## Material shown:
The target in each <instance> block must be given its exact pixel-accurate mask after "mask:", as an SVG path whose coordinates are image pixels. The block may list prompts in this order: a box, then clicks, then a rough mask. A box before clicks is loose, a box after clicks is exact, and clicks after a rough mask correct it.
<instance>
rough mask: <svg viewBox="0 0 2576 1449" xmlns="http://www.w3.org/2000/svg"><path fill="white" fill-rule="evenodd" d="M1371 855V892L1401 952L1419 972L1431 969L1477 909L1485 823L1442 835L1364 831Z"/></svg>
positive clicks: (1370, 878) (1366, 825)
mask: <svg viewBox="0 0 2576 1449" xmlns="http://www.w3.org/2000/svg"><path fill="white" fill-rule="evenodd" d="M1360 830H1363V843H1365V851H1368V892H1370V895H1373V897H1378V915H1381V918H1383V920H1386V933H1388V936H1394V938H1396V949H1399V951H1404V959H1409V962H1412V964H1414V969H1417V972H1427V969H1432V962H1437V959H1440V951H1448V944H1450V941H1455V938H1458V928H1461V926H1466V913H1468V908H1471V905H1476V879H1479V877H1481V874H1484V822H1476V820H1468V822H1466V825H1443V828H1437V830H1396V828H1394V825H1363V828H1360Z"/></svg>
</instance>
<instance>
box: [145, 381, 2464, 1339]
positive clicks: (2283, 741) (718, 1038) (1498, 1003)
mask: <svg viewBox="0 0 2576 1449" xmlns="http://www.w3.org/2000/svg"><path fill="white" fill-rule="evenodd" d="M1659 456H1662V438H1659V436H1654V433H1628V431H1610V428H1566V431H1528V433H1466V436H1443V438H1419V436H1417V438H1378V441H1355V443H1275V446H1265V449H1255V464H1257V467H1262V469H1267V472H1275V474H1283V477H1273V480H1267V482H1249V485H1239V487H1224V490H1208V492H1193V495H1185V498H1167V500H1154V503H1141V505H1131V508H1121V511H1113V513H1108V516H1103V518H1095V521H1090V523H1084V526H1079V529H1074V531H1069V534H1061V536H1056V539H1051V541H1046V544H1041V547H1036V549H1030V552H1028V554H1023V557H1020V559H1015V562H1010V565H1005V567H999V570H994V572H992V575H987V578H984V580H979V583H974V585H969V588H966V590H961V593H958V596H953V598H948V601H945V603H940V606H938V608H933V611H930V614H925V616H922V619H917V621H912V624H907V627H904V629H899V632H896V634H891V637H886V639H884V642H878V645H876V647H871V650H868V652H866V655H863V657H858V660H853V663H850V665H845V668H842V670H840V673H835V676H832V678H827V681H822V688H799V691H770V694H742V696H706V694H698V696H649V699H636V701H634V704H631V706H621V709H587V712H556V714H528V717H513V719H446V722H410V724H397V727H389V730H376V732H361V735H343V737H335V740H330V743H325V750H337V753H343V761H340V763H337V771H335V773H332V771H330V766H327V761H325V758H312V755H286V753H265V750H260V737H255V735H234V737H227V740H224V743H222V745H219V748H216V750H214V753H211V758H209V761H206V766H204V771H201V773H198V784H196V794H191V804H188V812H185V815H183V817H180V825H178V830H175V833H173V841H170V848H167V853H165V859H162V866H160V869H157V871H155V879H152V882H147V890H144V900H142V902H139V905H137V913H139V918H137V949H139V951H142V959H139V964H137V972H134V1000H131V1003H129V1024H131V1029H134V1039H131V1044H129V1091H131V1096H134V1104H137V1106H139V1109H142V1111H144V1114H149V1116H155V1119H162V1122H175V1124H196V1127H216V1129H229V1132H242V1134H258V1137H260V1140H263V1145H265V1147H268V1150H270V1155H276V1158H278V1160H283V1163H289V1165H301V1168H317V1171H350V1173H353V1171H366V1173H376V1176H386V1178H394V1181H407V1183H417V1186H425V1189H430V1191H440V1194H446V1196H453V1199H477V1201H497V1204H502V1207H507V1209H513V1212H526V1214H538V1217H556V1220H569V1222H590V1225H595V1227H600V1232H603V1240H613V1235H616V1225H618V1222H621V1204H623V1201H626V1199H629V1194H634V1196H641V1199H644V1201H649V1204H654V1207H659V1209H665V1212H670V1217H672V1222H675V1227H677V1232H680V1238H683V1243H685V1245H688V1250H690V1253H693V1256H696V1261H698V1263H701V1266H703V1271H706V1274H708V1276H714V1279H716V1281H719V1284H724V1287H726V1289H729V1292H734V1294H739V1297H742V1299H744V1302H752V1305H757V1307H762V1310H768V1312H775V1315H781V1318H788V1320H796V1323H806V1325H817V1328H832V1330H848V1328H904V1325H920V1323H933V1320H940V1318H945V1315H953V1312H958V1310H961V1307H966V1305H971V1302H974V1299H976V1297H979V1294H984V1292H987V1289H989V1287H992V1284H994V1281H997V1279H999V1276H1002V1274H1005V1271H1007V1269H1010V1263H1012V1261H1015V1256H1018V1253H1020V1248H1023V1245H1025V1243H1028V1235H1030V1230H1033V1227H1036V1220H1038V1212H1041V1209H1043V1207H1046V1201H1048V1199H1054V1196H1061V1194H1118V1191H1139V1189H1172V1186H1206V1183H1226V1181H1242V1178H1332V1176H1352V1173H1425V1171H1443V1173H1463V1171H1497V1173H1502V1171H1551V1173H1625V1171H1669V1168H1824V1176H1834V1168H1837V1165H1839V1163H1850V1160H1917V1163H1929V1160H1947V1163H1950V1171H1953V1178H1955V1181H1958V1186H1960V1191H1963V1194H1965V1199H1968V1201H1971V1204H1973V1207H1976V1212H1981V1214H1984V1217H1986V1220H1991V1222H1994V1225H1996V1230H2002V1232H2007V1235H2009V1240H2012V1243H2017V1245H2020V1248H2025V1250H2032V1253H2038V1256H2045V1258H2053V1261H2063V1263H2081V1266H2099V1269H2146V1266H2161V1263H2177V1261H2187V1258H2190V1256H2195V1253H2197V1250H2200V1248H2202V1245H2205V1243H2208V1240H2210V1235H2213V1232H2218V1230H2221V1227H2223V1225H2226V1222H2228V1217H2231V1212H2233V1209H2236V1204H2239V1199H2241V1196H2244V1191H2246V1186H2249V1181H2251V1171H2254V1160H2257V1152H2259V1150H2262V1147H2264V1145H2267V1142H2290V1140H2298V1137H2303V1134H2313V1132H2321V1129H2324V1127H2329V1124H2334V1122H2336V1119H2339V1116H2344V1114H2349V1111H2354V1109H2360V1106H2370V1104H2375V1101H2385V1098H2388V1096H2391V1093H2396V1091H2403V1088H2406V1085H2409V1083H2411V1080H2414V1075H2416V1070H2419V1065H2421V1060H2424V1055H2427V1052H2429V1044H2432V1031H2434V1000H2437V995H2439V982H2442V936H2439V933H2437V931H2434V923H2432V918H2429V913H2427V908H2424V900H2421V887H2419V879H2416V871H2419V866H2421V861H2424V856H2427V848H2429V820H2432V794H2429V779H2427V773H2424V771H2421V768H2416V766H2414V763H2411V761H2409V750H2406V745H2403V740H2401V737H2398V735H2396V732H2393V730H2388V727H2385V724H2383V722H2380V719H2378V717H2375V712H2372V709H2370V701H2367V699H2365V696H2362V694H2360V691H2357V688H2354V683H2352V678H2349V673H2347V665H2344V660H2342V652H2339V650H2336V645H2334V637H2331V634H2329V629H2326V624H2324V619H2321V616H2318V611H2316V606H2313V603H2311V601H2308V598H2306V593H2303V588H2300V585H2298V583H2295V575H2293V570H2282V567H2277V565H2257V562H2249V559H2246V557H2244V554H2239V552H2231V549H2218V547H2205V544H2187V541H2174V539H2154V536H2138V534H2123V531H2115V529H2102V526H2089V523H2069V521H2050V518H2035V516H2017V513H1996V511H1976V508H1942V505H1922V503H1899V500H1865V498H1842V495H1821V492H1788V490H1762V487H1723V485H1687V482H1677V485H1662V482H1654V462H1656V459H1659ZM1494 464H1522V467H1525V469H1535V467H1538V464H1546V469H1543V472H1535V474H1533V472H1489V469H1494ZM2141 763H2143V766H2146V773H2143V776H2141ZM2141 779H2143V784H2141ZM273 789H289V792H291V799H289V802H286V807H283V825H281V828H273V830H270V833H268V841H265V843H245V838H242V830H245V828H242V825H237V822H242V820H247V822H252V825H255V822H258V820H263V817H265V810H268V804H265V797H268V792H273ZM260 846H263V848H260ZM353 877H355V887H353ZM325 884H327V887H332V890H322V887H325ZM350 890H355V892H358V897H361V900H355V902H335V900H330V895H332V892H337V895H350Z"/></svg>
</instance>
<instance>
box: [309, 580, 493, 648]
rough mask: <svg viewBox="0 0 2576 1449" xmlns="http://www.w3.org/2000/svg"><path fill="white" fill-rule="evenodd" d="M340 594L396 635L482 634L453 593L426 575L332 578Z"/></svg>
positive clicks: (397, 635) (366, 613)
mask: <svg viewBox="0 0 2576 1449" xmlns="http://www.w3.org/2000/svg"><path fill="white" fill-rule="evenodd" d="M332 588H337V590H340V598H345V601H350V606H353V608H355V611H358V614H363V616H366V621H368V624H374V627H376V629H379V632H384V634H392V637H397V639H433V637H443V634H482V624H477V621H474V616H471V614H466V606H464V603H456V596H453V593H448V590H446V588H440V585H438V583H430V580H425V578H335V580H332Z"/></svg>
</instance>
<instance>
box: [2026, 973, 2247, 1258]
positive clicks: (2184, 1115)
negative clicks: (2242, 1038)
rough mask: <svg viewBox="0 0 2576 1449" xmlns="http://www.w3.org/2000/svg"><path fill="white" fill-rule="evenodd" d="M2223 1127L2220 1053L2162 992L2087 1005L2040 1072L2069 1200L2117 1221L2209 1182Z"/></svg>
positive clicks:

## Work item:
Output exactly the lines of the data that run from the one containing "box: [2026, 973, 2247, 1258]" to the very last line, and no others.

## Result of this exercise:
box: [2026, 973, 2247, 1258]
positive clicks: (2184, 1115)
negative clicks: (2242, 1038)
rough mask: <svg viewBox="0 0 2576 1449" xmlns="http://www.w3.org/2000/svg"><path fill="white" fill-rule="evenodd" d="M2223 1127L2220 1053L2162 992L2087 1005L2040 1072L2069 1200L2117 1221L2209 1182Z"/></svg>
positive clicks:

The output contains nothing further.